-- BEGIN DATA ENTRIES --
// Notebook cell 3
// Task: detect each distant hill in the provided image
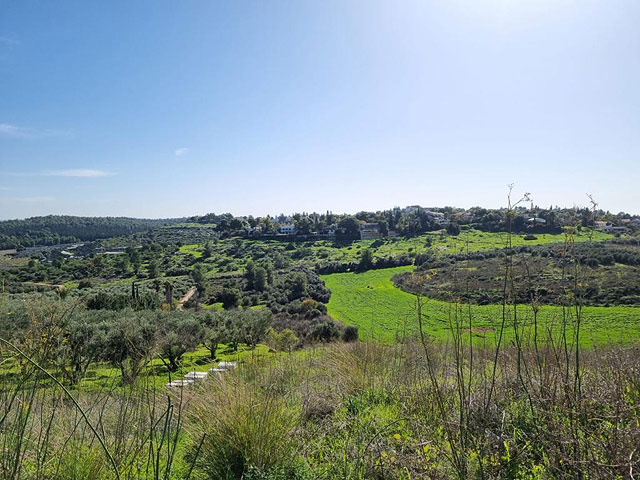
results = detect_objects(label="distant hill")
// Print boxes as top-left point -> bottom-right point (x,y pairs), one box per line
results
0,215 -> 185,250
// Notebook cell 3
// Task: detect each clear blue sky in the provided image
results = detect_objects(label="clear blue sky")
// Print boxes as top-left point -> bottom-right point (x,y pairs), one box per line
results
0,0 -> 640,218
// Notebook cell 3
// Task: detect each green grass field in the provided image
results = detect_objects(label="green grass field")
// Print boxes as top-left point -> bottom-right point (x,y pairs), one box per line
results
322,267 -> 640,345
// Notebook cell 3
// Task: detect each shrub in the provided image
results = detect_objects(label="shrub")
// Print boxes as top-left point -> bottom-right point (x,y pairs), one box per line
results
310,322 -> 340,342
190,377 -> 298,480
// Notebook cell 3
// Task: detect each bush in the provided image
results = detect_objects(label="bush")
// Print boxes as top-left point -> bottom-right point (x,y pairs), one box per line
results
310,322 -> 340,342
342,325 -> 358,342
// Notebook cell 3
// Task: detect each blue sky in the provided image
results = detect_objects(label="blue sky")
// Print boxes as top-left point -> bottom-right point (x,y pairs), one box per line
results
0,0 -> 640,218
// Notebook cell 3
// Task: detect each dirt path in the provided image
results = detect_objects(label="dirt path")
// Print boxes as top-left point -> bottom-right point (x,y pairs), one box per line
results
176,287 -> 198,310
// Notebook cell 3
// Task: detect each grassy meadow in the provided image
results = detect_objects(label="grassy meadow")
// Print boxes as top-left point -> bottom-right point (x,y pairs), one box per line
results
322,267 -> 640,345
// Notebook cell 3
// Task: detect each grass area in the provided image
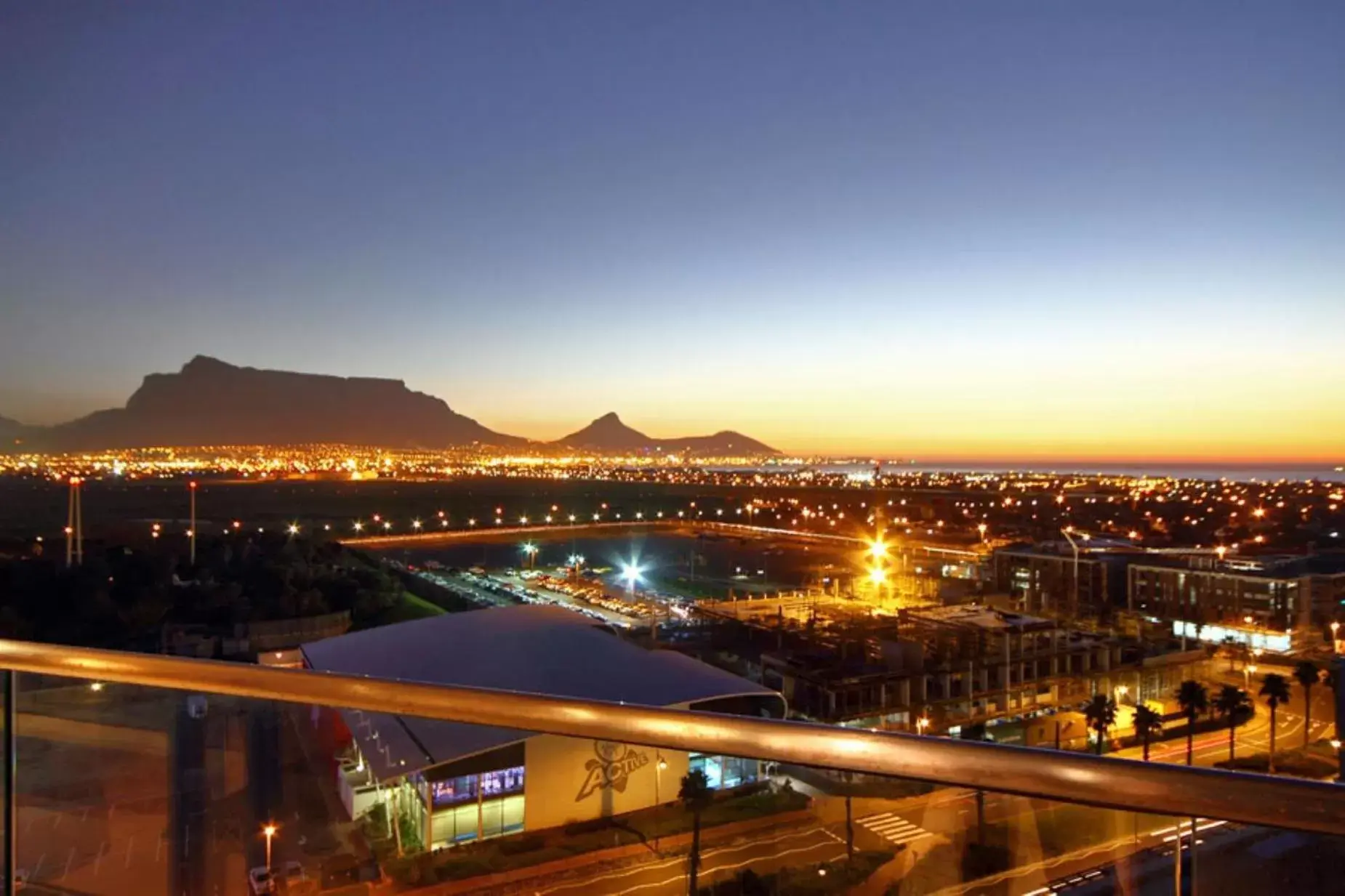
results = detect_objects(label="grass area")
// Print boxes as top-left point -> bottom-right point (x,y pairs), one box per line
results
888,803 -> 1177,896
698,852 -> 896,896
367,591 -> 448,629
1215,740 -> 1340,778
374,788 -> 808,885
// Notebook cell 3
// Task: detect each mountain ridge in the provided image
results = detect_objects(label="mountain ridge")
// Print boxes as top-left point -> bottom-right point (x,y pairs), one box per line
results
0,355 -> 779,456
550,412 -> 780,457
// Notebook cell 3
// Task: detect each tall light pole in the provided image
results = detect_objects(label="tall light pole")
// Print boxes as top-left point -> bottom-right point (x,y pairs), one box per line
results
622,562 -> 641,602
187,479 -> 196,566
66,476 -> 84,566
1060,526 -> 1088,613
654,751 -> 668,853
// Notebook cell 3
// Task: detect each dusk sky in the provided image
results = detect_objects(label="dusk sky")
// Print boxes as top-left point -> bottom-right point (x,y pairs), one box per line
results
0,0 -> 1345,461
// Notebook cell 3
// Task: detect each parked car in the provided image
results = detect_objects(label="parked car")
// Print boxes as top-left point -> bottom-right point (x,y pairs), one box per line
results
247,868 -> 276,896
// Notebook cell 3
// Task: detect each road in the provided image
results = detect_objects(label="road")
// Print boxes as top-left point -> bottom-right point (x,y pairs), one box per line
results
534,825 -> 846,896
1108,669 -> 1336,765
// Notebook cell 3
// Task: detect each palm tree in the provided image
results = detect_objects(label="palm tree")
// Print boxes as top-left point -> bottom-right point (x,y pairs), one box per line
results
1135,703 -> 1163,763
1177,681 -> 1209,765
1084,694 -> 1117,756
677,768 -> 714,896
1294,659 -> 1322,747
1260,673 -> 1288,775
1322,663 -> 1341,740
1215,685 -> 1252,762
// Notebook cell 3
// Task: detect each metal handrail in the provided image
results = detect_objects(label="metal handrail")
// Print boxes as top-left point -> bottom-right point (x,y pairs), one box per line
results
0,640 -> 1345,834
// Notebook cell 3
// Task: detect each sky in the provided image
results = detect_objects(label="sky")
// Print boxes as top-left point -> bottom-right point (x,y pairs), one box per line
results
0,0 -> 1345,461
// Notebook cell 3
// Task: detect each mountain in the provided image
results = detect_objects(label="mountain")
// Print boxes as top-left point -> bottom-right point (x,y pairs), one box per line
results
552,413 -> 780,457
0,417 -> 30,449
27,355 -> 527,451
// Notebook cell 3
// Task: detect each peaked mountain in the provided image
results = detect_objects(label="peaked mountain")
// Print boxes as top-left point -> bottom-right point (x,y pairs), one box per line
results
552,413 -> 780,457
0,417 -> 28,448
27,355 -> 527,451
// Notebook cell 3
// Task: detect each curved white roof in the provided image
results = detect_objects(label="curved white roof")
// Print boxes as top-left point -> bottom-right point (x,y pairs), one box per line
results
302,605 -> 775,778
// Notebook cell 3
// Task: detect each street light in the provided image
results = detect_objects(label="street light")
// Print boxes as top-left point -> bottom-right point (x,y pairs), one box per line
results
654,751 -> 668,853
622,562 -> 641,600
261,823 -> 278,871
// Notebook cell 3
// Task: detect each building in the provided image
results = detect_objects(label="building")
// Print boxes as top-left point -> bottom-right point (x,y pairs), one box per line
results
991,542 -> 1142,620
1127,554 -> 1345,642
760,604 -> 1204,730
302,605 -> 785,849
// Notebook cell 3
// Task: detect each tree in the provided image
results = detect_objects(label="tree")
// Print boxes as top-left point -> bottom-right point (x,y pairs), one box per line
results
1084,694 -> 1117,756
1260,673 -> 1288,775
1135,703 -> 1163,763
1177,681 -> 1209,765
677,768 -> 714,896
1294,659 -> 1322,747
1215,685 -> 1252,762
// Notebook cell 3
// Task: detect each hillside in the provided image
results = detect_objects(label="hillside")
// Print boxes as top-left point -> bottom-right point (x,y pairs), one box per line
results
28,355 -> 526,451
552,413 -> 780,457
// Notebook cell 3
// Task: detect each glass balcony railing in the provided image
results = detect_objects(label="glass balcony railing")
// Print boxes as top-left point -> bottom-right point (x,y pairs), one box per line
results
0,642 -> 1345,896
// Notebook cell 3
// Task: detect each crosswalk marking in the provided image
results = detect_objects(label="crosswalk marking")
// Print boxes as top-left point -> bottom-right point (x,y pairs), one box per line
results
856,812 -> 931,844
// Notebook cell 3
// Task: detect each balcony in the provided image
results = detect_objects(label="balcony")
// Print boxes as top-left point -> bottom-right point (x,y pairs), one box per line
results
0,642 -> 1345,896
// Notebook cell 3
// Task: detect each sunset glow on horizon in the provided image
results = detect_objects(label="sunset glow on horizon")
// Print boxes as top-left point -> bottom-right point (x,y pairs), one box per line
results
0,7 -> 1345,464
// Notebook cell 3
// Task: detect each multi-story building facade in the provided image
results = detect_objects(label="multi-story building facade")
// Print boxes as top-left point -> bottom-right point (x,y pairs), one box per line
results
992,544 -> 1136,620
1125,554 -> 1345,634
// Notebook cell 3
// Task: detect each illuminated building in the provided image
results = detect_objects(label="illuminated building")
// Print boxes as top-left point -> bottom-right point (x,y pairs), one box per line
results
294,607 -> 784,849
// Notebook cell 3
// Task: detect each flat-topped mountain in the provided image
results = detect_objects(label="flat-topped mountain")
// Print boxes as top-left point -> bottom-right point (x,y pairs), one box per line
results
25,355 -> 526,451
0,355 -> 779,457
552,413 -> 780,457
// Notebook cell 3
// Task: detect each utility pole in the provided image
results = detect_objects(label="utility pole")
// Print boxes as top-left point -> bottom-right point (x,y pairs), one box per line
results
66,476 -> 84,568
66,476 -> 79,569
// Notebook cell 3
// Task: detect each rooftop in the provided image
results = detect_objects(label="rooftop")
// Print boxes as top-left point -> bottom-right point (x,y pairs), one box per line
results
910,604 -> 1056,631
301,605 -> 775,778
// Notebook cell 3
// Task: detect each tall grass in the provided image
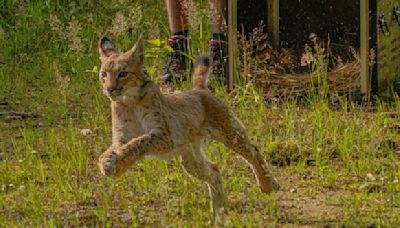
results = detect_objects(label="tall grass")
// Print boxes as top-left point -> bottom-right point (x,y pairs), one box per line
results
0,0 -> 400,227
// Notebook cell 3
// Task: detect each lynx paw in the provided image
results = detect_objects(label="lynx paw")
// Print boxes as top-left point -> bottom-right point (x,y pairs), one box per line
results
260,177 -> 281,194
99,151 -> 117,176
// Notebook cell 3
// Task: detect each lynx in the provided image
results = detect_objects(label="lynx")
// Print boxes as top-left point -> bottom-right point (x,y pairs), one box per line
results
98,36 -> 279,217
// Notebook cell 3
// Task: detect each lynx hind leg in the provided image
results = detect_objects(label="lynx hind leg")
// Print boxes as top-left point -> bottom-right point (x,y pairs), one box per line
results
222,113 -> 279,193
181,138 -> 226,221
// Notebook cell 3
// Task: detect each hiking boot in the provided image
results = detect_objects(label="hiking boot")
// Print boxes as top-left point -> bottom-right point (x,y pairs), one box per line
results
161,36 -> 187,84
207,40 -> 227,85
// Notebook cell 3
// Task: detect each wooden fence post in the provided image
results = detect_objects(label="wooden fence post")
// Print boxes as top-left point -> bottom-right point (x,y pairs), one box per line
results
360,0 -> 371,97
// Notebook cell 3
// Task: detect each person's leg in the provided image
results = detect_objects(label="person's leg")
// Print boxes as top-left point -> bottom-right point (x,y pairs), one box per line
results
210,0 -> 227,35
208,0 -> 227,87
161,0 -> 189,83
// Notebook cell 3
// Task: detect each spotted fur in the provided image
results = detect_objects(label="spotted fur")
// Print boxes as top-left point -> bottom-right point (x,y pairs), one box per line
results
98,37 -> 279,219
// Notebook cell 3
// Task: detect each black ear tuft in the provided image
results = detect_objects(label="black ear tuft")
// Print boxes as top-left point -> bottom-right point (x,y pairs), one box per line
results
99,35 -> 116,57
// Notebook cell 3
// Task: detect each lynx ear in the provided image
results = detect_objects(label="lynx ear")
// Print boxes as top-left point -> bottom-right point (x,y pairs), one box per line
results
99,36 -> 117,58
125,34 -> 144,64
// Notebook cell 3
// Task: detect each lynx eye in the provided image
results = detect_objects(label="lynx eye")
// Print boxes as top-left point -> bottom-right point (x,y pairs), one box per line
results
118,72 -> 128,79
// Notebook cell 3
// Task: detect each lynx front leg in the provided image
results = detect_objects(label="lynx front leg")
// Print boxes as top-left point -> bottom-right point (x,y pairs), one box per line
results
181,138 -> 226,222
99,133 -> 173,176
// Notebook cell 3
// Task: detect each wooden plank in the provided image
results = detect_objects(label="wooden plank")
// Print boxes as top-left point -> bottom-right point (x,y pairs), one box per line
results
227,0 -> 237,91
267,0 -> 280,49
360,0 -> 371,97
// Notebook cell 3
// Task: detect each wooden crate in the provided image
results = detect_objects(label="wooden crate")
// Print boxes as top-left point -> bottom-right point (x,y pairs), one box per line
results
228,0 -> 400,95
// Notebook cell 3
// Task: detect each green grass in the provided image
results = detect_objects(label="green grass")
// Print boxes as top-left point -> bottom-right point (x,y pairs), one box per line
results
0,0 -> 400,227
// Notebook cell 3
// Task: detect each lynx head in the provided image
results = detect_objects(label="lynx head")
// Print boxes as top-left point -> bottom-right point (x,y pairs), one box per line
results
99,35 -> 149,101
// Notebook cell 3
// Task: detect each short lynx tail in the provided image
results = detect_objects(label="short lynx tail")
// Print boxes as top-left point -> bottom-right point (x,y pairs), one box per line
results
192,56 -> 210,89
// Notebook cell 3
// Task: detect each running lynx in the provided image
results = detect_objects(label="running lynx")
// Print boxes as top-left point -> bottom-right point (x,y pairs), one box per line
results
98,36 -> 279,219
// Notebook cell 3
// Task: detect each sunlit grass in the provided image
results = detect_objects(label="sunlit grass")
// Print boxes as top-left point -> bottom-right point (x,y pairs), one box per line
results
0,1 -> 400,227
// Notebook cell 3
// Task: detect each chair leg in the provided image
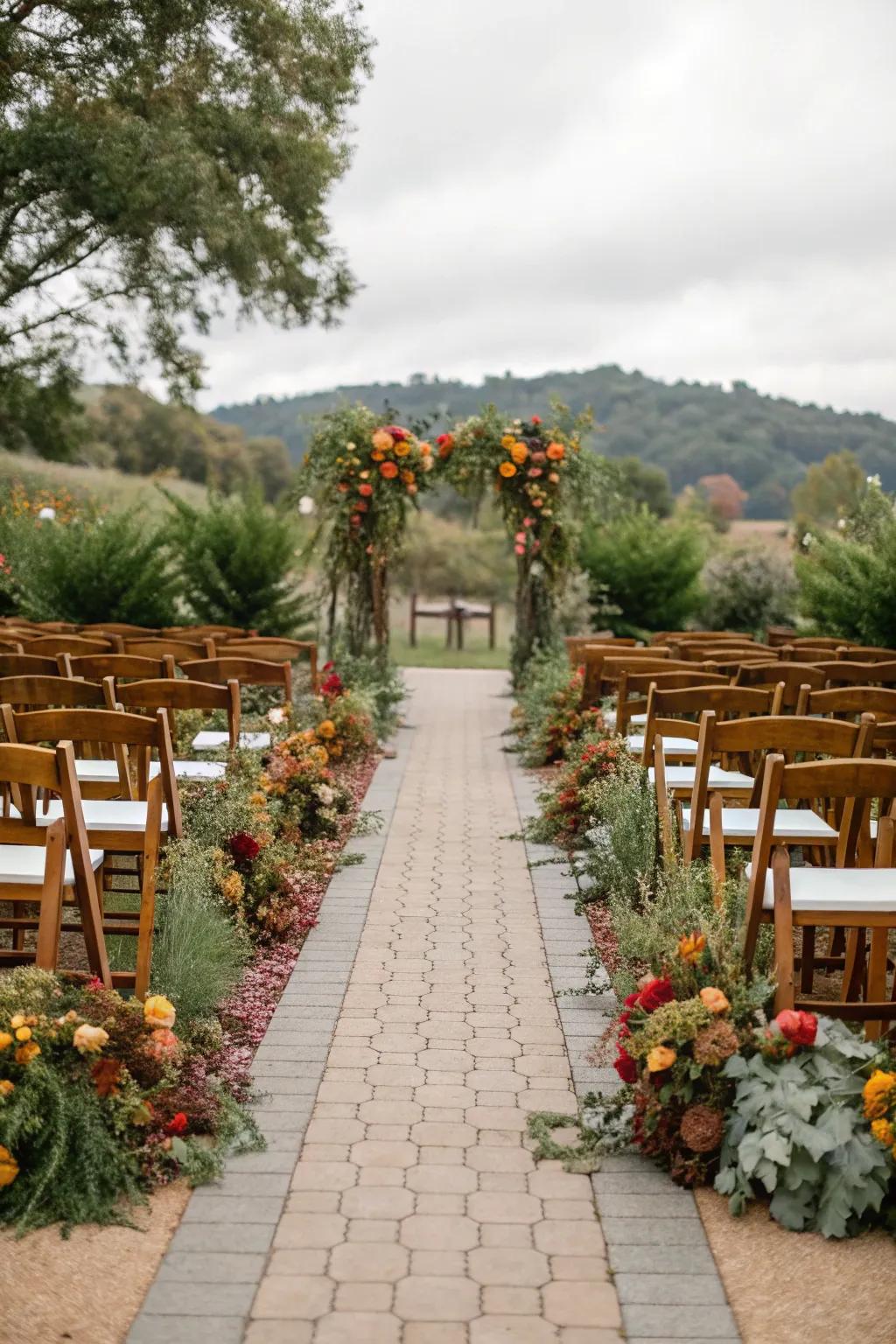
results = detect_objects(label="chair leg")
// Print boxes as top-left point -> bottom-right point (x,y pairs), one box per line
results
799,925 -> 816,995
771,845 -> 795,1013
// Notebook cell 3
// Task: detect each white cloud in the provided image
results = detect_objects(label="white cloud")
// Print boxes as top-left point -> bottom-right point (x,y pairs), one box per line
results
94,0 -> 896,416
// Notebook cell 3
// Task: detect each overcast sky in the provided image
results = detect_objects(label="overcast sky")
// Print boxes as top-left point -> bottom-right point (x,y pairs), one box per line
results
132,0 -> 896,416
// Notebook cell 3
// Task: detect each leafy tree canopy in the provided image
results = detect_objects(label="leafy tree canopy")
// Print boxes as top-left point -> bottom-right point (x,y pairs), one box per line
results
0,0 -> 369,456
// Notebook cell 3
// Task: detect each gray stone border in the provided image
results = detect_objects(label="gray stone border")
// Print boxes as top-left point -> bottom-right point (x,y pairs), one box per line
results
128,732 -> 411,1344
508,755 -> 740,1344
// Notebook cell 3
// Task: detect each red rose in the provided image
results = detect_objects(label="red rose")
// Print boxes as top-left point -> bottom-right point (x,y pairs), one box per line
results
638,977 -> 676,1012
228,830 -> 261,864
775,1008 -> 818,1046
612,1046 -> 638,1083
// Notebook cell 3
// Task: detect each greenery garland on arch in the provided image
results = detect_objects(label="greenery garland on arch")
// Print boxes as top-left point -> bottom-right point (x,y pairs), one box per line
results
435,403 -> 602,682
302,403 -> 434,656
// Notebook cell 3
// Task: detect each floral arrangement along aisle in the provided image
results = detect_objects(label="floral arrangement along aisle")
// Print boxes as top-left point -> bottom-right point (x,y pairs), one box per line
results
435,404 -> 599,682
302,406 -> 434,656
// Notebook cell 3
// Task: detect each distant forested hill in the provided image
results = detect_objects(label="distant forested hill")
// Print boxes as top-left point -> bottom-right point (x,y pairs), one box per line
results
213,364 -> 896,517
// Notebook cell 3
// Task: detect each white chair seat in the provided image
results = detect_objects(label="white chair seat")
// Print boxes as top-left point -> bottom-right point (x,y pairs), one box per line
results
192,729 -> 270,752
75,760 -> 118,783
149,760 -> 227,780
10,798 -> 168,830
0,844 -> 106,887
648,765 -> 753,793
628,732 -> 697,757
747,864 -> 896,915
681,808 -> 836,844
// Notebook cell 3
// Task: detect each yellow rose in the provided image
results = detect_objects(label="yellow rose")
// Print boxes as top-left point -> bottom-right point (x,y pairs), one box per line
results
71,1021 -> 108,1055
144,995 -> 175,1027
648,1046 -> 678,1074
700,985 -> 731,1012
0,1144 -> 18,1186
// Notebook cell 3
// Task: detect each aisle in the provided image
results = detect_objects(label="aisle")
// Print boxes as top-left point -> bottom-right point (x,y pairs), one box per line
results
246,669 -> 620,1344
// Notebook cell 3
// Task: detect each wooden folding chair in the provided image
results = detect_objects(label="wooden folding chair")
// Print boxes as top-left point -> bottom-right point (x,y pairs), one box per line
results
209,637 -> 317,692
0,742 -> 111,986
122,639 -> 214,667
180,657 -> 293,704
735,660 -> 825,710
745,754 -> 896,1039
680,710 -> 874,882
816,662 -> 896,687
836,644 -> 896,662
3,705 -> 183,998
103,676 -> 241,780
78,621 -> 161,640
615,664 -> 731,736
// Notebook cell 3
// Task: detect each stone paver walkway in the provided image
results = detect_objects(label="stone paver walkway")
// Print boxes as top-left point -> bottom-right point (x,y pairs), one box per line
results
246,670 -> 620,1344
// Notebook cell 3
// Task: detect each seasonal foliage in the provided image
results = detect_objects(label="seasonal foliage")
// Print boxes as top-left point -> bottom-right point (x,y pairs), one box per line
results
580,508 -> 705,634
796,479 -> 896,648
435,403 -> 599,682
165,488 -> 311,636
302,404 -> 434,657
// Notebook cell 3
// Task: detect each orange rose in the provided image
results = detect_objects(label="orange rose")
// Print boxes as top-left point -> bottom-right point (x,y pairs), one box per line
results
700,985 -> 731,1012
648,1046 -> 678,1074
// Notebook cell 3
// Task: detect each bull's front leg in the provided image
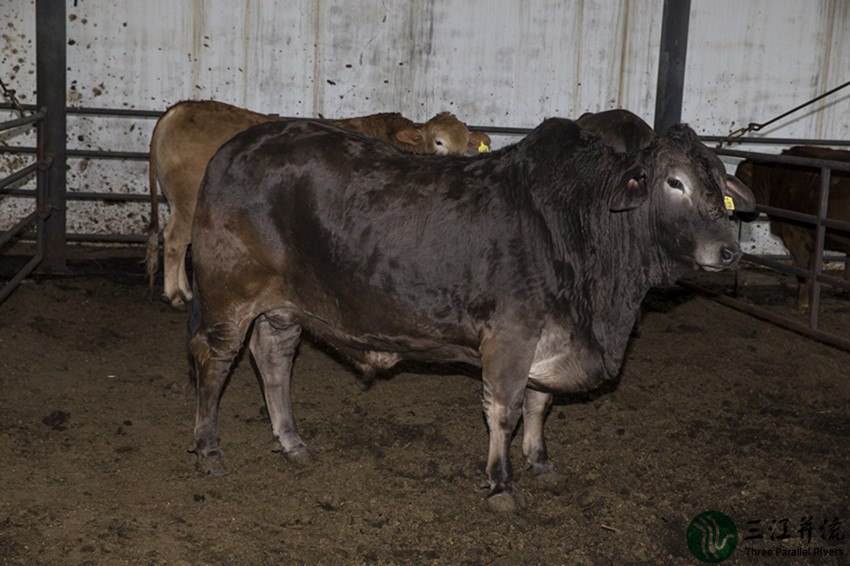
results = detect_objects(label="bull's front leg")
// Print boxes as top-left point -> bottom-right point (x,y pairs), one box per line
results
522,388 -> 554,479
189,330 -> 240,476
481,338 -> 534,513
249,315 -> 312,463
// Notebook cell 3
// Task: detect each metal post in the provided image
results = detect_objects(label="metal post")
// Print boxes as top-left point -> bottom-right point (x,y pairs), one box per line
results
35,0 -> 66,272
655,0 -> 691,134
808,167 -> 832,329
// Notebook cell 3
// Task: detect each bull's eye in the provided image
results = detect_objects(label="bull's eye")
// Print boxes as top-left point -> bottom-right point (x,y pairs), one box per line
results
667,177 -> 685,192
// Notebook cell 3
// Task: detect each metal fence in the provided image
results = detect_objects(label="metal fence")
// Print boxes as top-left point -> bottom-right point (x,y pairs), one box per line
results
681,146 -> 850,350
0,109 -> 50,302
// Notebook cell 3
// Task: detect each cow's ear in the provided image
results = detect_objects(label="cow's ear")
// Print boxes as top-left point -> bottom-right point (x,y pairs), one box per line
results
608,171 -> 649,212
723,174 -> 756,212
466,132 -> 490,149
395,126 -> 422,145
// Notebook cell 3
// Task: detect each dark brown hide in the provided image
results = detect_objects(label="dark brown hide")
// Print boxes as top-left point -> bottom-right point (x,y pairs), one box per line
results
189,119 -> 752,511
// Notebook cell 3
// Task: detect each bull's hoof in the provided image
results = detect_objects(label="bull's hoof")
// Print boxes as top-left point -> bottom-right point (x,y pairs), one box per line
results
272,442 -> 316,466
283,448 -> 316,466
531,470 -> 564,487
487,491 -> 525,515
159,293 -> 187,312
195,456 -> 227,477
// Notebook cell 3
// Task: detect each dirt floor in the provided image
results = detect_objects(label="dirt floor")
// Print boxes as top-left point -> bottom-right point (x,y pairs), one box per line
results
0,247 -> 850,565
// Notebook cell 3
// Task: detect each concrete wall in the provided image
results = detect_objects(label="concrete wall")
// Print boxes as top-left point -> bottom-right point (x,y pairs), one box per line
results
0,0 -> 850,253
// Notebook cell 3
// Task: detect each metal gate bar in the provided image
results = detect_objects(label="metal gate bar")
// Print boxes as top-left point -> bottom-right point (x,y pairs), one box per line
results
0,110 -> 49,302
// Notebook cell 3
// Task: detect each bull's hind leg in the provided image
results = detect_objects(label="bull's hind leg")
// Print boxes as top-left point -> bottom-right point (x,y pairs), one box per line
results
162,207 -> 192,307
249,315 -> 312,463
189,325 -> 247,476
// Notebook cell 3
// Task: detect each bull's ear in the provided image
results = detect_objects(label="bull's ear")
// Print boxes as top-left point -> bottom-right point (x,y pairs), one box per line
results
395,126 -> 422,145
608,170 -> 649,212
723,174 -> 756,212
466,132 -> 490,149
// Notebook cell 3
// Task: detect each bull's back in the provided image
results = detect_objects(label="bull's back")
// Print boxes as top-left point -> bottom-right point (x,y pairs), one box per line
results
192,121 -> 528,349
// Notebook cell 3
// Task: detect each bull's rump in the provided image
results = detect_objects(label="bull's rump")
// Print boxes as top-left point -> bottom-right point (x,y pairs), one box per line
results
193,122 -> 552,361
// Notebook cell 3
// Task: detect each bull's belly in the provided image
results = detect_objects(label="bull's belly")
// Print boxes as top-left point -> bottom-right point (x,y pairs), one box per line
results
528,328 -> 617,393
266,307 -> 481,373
-- END DATA ENTRIES --
EXERCISE BRIEF: Reproduce the rows from their beginning through the line containing "190,377 -> 298,480", including both ends, and omit the pictures.

FINISHED EXERCISE:
// Notebook cell 3
// Task: detect each distant hill in the provided image
results = detect_objects(label="distant hill")
// Print boxes as top-left point -> bottom-right point (x,y pairs), one box per line
results
0,215 -> 185,250
// Notebook cell 3
// Task: detect each clear blue sky in the provided image
results = detect_objects(label="clear blue sky")
// Print boxes as top-left point -> bottom-right point (x,y pairs), one box per line
results
0,0 -> 640,218
// Notebook cell 3
// Task: detect each green grass field in the provided image
results = detect_objects(label="green grass field")
// Print boxes as top-left point -> bottom-right point (x,y pairs), one box per line
results
322,267 -> 640,345
// Notebook cell 3
// Task: detect each shrub in the provided image
results = detect_objects(label="shrub")
// Print boxes as top-left point -> bottom-right point (x,y pairs), one box per line
results
310,322 -> 340,342
190,377 -> 298,480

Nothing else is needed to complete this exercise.